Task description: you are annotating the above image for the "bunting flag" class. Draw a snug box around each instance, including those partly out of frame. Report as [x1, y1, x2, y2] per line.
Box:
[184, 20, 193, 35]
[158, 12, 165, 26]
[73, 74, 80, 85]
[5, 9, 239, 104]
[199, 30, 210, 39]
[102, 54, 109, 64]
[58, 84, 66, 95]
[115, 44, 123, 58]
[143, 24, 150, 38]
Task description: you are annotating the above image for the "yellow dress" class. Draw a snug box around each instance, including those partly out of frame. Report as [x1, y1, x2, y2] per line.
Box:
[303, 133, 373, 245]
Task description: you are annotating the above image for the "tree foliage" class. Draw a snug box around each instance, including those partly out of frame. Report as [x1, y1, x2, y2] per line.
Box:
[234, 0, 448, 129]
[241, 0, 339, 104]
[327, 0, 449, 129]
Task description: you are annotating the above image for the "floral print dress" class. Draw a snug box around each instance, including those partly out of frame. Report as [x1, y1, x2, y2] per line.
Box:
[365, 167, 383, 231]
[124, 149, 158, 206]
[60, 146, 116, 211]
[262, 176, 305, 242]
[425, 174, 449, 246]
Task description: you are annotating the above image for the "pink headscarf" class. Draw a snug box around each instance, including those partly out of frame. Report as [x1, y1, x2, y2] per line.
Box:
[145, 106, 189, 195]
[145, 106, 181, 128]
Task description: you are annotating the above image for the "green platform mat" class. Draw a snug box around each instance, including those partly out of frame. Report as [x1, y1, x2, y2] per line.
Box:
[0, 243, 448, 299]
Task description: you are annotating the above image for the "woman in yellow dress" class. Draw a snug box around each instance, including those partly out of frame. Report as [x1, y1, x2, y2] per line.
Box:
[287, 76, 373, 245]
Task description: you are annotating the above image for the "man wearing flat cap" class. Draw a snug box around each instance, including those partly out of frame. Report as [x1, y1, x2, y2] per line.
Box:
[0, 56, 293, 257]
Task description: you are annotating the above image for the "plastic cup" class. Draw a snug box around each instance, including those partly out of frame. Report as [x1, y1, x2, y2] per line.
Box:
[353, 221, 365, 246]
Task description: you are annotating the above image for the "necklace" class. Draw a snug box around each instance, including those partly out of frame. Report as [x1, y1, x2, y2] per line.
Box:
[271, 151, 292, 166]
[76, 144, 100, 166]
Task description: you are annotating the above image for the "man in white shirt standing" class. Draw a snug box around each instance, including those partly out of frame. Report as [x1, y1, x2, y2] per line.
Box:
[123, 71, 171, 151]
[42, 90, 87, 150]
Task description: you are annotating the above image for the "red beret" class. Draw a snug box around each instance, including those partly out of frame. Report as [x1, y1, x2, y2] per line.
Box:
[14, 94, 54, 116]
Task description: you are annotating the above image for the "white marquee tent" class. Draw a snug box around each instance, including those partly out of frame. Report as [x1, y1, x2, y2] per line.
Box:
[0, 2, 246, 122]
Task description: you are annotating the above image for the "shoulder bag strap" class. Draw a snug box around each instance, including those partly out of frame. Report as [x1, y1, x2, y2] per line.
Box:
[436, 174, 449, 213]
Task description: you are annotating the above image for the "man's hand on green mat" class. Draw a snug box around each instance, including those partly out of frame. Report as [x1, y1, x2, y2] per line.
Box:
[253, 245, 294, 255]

## What the task asks
I need each line from the listing where the word "green" occurs.

## Solution
Task description: you are annotating the above image for the "green platform mat" class. Draw a snug box around each instance, including those partly out of frame. Report as [x1, y1, x2, y2] per line.
Task description: you are annotating the above image for the "man's hand on green mat" class. Draw a snug box around each instance, including those partly out of frame. Report as [x1, y1, x2, y2] per line.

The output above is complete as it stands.